# START OF Material for this exercise
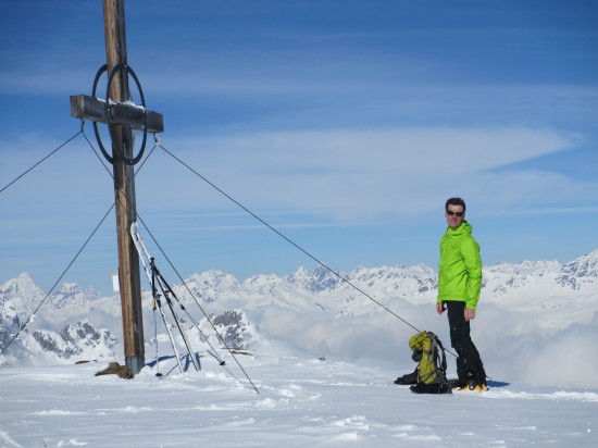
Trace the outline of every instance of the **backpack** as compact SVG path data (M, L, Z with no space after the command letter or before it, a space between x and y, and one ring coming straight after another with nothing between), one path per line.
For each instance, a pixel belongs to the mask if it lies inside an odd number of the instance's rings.
M410 387L415 394L450 394L451 385L447 381L447 358L445 347L438 336L432 332L420 332L409 339L413 351L411 359L418 362L416 381Z

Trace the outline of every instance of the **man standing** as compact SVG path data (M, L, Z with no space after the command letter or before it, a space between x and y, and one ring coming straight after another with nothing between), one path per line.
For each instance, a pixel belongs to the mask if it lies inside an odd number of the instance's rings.
M440 239L438 298L436 311L448 311L450 345L457 350L457 375L460 389L487 390L486 373L470 336L470 321L482 289L479 245L465 221L465 201L450 198L445 204L448 227Z

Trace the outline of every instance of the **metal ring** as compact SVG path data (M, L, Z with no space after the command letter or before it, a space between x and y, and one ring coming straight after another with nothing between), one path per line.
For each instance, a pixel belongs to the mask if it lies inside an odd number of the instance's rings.
M117 146L112 145L112 148L116 151L119 157L125 162L127 165L135 165L139 160L141 160L141 157L144 155L144 151L146 150L146 141L148 138L148 112L146 110L146 98L144 97L144 90L141 89L141 84L139 83L139 79L137 78L137 75L133 71L130 66L125 64L124 62L120 62L114 67L112 67L112 71L110 72L110 76L108 77L108 86L105 88L105 119L108 123L108 129L110 132L110 138L114 140L114 137L112 135L112 129L110 127L110 109L112 108L110 105L110 86L112 84L112 79L119 73L121 69L126 70L127 74L130 74L133 76L133 79L135 80L135 84L137 85L137 89L139 90L139 96L141 97L141 105L144 108L144 140L141 141L141 149L139 150L139 153L135 158L128 158L126 157Z
M100 67L100 70L98 70L98 73L96 73L96 78L94 79L94 87L91 89L91 96L94 98L96 98L96 89L98 87L98 82L100 80L100 76L104 72L108 72L108 65L107 64L103 64ZM108 117L107 117L107 120L108 120ZM98 141L98 146L100 147L100 150L102 151L103 157L105 158L105 160L108 160L110 162L110 164L113 164L114 159L112 159L112 155L110 155L108 153L108 151L105 150L105 148L102 145L102 139L100 137L100 132L98 130L98 123L97 122L91 122L91 123L94 124L94 133L96 134L96 140Z

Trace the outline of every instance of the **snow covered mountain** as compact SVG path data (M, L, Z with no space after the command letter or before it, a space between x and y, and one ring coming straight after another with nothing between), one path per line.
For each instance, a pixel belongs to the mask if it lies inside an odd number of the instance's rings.
M409 368L406 341L415 328L434 331L449 346L448 325L434 312L436 282L435 271L425 265L358 267L349 273L319 266L244 282L208 271L173 285L173 290L175 307L189 310L189 316L177 314L195 335L191 345L197 350L204 348L201 332L219 349L224 340L233 349L347 360L391 358ZM2 347L45 298L27 274L0 287ZM154 334L153 319L161 324L160 316L152 311L149 293L142 300L148 352L164 340L165 328ZM35 322L22 329L0 361L72 363L120 357L120 313L119 297L64 284L46 298ZM597 328L598 250L564 265L523 261L484 269L473 332L489 374L534 384L598 387L598 379L581 373L598 370L597 351L588 347L598 337ZM582 351L584 356L576 357Z

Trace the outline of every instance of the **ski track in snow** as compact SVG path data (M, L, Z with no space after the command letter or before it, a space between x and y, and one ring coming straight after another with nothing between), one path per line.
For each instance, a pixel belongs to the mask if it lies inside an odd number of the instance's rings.
M161 379L149 368L95 376L105 363L0 370L0 446L598 446L598 391L499 384L422 396L383 368L241 361L260 394L234 365L207 361Z

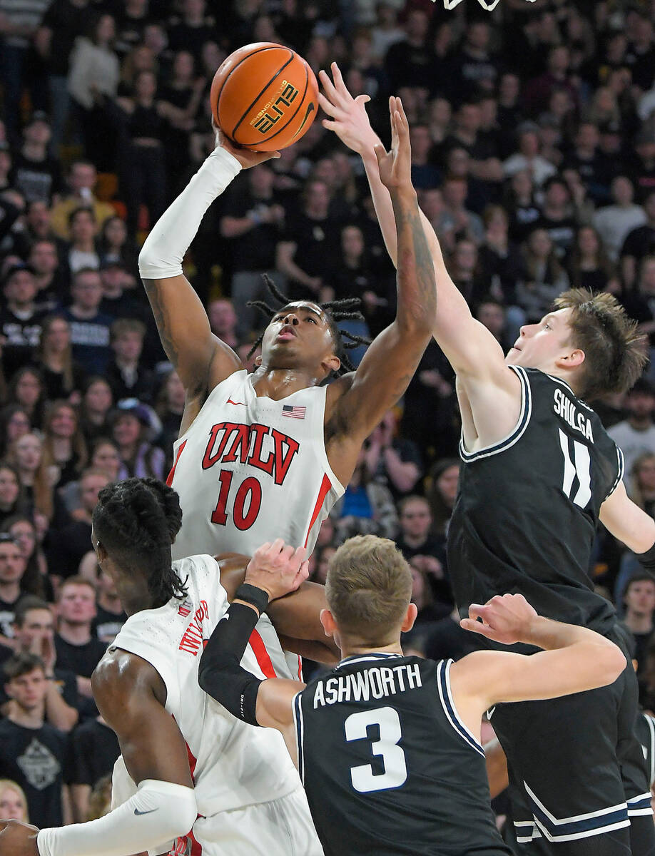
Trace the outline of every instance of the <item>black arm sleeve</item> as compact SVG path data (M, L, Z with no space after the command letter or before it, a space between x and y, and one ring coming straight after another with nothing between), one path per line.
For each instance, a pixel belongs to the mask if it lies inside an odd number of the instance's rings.
M241 667L259 615L245 603L232 603L207 642L198 667L198 683L237 719L259 725L257 693L262 683Z

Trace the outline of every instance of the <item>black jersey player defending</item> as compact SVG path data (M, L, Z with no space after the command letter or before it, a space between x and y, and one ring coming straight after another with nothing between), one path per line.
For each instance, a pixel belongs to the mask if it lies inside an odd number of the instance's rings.
M387 248L389 196L376 175L378 142L366 96L338 68L321 73L325 127L364 161ZM424 217L437 277L437 342L456 372L462 420L460 490L449 571L461 615L497 591L520 592L540 615L614 639L612 606L588 578L598 520L655 567L655 520L628 497L622 456L585 403L629 388L644 362L634 325L607 294L563 294L503 355L471 315ZM655 853L643 754L634 737L633 669L610 687L554 701L499 705L492 724L507 754L517 838L557 856Z
M462 626L545 651L476 651L456 663L403 657L401 631L416 617L409 567L392 541L366 535L340 547L328 572L321 621L340 664L307 687L259 681L239 664L248 636L269 597L296 587L304 556L281 540L257 550L205 649L200 686L235 716L282 732L326 856L509 854L489 805L484 711L606 685L623 654L508 594L472 605Z

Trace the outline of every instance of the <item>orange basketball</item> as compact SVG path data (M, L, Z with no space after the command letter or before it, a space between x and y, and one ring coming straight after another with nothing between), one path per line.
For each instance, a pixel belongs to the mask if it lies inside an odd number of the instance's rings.
M319 85L295 51L256 42L235 51L221 64L210 102L214 119L230 140L259 152L275 152L309 130L319 107Z

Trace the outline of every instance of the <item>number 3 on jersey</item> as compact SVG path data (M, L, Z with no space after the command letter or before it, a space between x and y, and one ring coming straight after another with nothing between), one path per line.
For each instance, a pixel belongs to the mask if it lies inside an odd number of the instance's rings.
M228 513L225 508L230 498L233 477L234 473L231 470L221 470L218 475L221 487L218 491L218 502L211 513L211 522L222 526L228 521ZM232 504L232 520L236 528L241 532L249 529L257 520L260 508L261 484L254 476L248 476L236 490Z
M370 764L350 768L350 781L360 794L372 794L391 788L400 788L407 781L405 753L398 746L402 737L398 713L392 707L351 713L343 723L346 740L370 740L367 728L377 725L380 739L371 741L372 753L382 758L384 772L373 773Z
M574 440L574 463L571 461L569 449L569 437L561 428L558 430L559 444L562 449L562 454L564 456L564 478L562 483L562 490L565 496L573 501L574 505L578 505L581 508L584 508L592 498L592 461L589 457L589 449L584 443ZM572 496L573 482L575 477L578 479L578 490L575 491L575 495Z

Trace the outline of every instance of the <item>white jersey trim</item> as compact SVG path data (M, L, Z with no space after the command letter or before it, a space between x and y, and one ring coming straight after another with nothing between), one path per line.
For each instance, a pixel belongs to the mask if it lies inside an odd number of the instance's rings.
M530 382L527 379L525 369L521 366L509 366L509 368L515 372L521 381L521 411L516 425L507 437L502 440L492 443L491 446L484 446L474 452L467 451L464 445L464 432L462 430L459 450L460 457L466 464L471 463L473 461L478 461L480 458L489 458L492 455L499 455L501 452L504 452L505 449L509 449L521 439L529 425L533 410Z

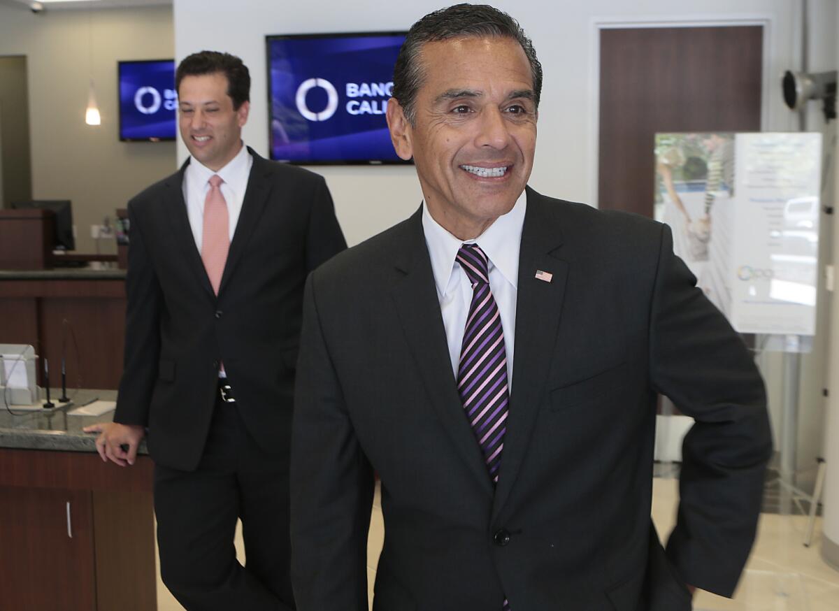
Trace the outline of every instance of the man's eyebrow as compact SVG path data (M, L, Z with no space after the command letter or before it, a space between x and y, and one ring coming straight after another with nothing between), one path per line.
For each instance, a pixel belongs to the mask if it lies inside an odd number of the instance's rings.
M483 93L474 89L450 89L443 91L434 101L435 103L446 102L446 100L456 100L461 97L481 97Z
M536 92L532 89L520 89L518 91L512 91L510 95L507 97L507 99L514 100L517 97L524 97L525 100L535 102Z
M441 102L446 102L447 100L457 100L461 97L482 97L483 92L476 91L474 89L450 89L446 91L443 91L437 98L434 101L435 103L439 103ZM511 91L510 95L507 97L508 100L515 100L516 98L524 98L525 100L530 100L531 102L535 102L536 92L532 89L519 89L515 91Z
M178 103L180 106L210 106L211 104L218 104L218 100L206 100L204 102L192 102L189 100L178 100Z

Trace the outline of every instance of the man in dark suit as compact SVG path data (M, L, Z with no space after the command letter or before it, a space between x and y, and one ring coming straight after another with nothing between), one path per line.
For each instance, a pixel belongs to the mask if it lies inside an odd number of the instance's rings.
M770 452L749 353L666 227L525 187L541 67L508 15L409 31L388 122L425 201L309 279L292 434L299 611L680 611L731 595ZM696 423L666 552L655 405Z
M128 203L125 368L114 424L89 430L103 460L125 466L148 428L161 575L186 608L290 609L303 287L347 245L321 177L242 143L241 60L190 55L176 86L190 158Z

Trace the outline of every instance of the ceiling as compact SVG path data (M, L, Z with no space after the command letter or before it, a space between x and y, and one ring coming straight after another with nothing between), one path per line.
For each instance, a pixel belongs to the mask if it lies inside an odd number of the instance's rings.
M32 8L34 4L40 4L44 10L65 11L86 8L123 8L128 7L171 6L172 0L0 0L0 4L16 4Z

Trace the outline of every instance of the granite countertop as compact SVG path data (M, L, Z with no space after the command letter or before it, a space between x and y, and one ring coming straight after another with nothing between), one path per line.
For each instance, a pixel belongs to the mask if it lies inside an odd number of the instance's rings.
M3 269L0 280L124 280L125 274L125 269Z
M112 401L117 398L117 391L68 389L67 394L73 402L72 405L43 411L20 411L15 410L14 405L7 409L5 403L0 400L0 447L96 452L96 435L86 433L81 428L96 422L112 421L113 411L101 416L71 415L67 412L97 399ZM58 396L60 396L60 391L52 391L54 402ZM140 443L138 453L149 453L145 440Z

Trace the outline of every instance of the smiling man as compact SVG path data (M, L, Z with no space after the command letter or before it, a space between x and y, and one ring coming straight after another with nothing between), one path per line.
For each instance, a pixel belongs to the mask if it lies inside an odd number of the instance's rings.
M314 272L292 436L299 611L683 611L731 595L770 453L763 384L666 227L539 195L542 70L506 13L414 24L388 122L424 202ZM667 551L657 393L696 423Z
M102 460L148 431L160 573L180 603L293 609L289 452L309 272L346 248L320 176L242 142L250 76L202 51L175 76L190 159L128 203L125 367ZM242 519L247 567L236 560Z

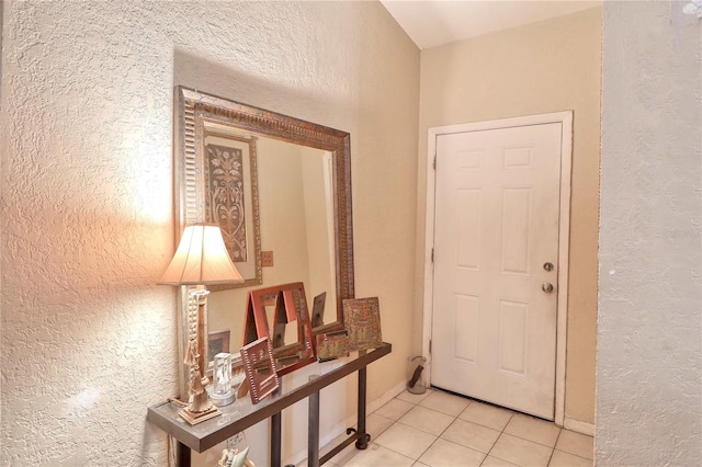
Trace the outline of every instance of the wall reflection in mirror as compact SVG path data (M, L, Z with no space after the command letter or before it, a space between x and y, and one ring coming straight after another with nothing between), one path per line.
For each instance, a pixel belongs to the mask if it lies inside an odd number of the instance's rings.
M332 323L337 310L331 153L259 138L257 159L261 251L273 253L273 265L263 267L262 285L302 282L308 296L326 294L330 299L315 309L316 324ZM242 343L249 289L216 291L208 297L210 332L229 330L234 349ZM296 332L287 331L286 340L293 335ZM280 340L271 338L275 349Z
M205 334L228 334L237 355L248 294L291 283L301 283L312 301L313 338L342 329L341 301L354 294L349 134L183 87L176 94L177 230L218 223L247 278L212 287ZM261 251L272 254L272 265L261 265ZM180 307L186 342L196 327L184 294ZM273 319L274 300L265 309ZM279 351L304 345L291 324L271 326Z

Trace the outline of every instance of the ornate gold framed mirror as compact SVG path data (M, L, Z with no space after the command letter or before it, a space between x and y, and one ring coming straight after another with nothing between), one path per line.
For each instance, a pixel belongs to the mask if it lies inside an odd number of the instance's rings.
M184 87L176 111L177 231L211 220L238 232L229 252L246 278L239 288L212 287L205 335L228 332L238 354L249 289L293 282L326 296L313 335L342 329L342 300L354 297L350 135ZM188 342L196 306L185 292L180 308Z

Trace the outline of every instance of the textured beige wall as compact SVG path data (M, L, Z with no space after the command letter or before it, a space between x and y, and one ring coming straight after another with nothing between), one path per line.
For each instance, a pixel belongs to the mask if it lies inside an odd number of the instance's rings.
M427 132L441 125L574 111L566 360L567 418L595 422L601 9L421 53L417 283L423 272ZM421 287L415 349L421 349Z
M702 21L605 2L596 463L702 465Z
M3 2L2 41L0 464L167 464L145 415L178 387L174 84L351 133L356 293L394 344L369 398L401 384L419 52L380 3Z

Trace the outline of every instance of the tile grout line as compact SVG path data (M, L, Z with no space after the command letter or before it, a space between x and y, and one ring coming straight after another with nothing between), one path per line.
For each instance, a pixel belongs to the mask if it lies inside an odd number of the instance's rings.
M509 415L509 420L507 420L507 423L505 423L505 426L502 426L502 430L500 430L500 434L497 436L497 440L495 440L495 442L492 443L492 445L490 446L490 451L487 452L487 454L485 455L485 459L487 459L490 455L490 453L492 452L492 449L495 448L495 445L497 444L497 442L500 440L500 437L505 434L505 429L507 428L507 425L509 424L509 422L512 421L512 419L514 418L514 413L512 413L511 415ZM506 463L508 463L509 460L502 459L500 457L497 456L492 456L497 459L500 460L505 460ZM485 464L485 459L483 459L483 462L480 463L480 465Z

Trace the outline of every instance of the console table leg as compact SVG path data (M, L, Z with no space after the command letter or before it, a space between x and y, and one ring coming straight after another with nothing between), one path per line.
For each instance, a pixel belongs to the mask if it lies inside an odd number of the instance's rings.
M319 391L309 395L307 466L319 467Z
M359 437L355 442L355 447L359 449L365 449L369 447L369 441L371 441L371 435L365 432L365 383L366 383L366 371L365 367L359 369Z
M271 417L271 466L281 467L281 412Z
M178 458L178 467L190 467L190 447L180 441L176 445L176 457Z

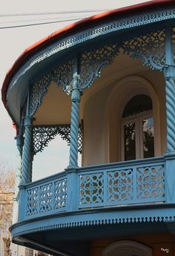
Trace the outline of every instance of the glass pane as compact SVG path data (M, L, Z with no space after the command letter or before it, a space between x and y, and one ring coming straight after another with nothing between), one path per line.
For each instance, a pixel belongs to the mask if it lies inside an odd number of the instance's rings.
M136 125L135 123L124 126L125 161L136 159Z
M146 118L142 120L143 131L143 157L154 157L153 145L153 118Z
M152 101L148 96L144 94L136 95L127 103L123 111L122 117L143 113L152 108Z

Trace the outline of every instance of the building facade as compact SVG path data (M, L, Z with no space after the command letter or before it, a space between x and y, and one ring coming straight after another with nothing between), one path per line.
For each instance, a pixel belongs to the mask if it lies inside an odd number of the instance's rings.
M114 10L16 62L2 87L22 157L14 243L62 256L175 255L174 21L172 0ZM57 134L69 163L33 182L35 155Z

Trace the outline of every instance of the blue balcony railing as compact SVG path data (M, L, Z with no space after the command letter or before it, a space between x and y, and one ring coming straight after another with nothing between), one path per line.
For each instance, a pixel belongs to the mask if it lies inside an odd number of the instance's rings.
M25 186L23 219L100 207L166 203L163 157L82 167Z

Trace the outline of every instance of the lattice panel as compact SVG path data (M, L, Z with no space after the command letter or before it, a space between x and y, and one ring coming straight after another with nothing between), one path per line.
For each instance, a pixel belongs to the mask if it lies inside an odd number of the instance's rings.
M107 201L117 202L133 199L133 170L108 171L107 174Z
M36 214L39 212L39 188L27 191L27 215Z
M105 45L102 47L82 53L79 65L79 83L82 90L90 87L101 70L110 64L119 53L117 44Z
M136 168L137 199L159 198L165 196L163 165Z
M79 205L104 201L103 173L79 176Z
M53 184L42 186L39 189L39 212L53 209Z
M42 105L44 96L47 93L51 81L50 74L44 76L39 82L32 85L30 96L30 116L33 116Z
M124 53L140 59L151 68L162 70L166 64L165 31L151 32L125 41L122 45Z
M67 179L57 180L27 190L26 215L64 209L67 200Z
M175 65L175 27L172 30L172 51L173 51L173 63Z
M73 65L74 60L70 59L51 72L52 79L57 83L58 85L60 85L64 91L65 91L67 87L70 86L70 85L72 83Z
M55 182L54 209L65 207L67 199L67 180L62 179Z
M70 125L37 125L33 127L33 151L34 154L42 152L48 142L53 140L56 135L60 135L62 139L70 145ZM82 151L82 131L79 125L78 134L78 150L80 154Z

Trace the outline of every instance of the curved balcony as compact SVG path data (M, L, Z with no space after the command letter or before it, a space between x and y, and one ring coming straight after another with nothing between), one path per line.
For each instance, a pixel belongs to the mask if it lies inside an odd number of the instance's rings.
M82 167L71 172L67 170L27 185L24 219L71 209L166 203L165 162L161 157Z
M66 169L26 185L19 206L24 214L11 227L13 241L26 237L30 240L33 234L45 231L77 231L88 226L90 237L96 235L92 226L108 224L112 227L134 223L133 232L141 223L143 230L145 223L149 229L154 229L155 223L167 229L166 224L174 218L175 206L170 197L167 162L162 157ZM77 232L75 236L87 238L89 232ZM71 236L70 232L62 231L62 238Z

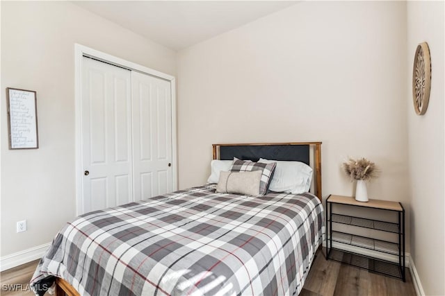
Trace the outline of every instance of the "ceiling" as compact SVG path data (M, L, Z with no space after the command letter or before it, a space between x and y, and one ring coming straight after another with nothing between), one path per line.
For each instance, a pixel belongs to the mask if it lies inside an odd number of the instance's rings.
M293 1L88 1L74 4L175 51L294 5Z

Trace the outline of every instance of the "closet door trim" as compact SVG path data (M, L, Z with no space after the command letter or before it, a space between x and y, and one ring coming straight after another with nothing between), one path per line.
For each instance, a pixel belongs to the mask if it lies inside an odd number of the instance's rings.
M176 131L176 80L174 76L160 72L152 69L115 57L108 53L97 51L83 45L74 44L74 104L75 104L75 162L76 162L76 216L80 214L82 204L82 177L83 168L81 166L82 143L81 143L81 79L82 59L83 56L92 58L115 66L120 67L131 71L143 73L152 76L160 78L170 82L172 98L172 184L173 191L177 190L177 152Z

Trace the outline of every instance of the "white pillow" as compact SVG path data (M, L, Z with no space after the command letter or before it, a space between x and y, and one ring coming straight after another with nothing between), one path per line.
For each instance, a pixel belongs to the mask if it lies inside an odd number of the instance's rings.
M211 167L211 173L209 179L207 179L207 183L216 184L220 180L220 172L221 171L229 171L232 165L234 163L233 160L219 160L213 159L210 163Z
M283 162L260 158L258 162L276 162L275 171L269 190L275 192L300 194L308 192L312 180L312 168L300 162Z

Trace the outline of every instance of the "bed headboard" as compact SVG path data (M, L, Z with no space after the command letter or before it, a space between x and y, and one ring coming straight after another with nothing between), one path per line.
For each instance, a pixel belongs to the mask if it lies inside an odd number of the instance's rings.
M310 164L311 146L314 149L314 164ZM261 157L273 160L304 162L314 170L315 195L321 195L321 142L254 143L213 144L213 159L250 159L257 162Z

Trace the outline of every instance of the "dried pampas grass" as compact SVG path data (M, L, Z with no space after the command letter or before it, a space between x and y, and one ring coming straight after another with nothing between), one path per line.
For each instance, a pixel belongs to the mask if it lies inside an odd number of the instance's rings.
M366 158L354 159L350 158L343 163L343 169L351 181L363 180L369 181L378 177L379 170L372 162Z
# END OF Material for this exercise
__Instructions for the task__
Copy the records word for word, starting at the beginning and ending after the line that contains "M410 387L415 394L450". Include both ends, and leave the pictures out.

__Response to the task__
Trace the outline of every instance of the **backpack** as compact SVG path data (M, L, Z with no space after the command letter or before it, a space between x and y, and one ring coming straight after another with nothing between), one path per line.
For each instance, a pixel belongs to the mask if it lies inside an odd number of the instance's rings.
M410 387L415 394L450 394L451 385L447 381L447 358L445 347L438 336L432 332L420 332L409 339L413 351L411 359L418 362L416 381Z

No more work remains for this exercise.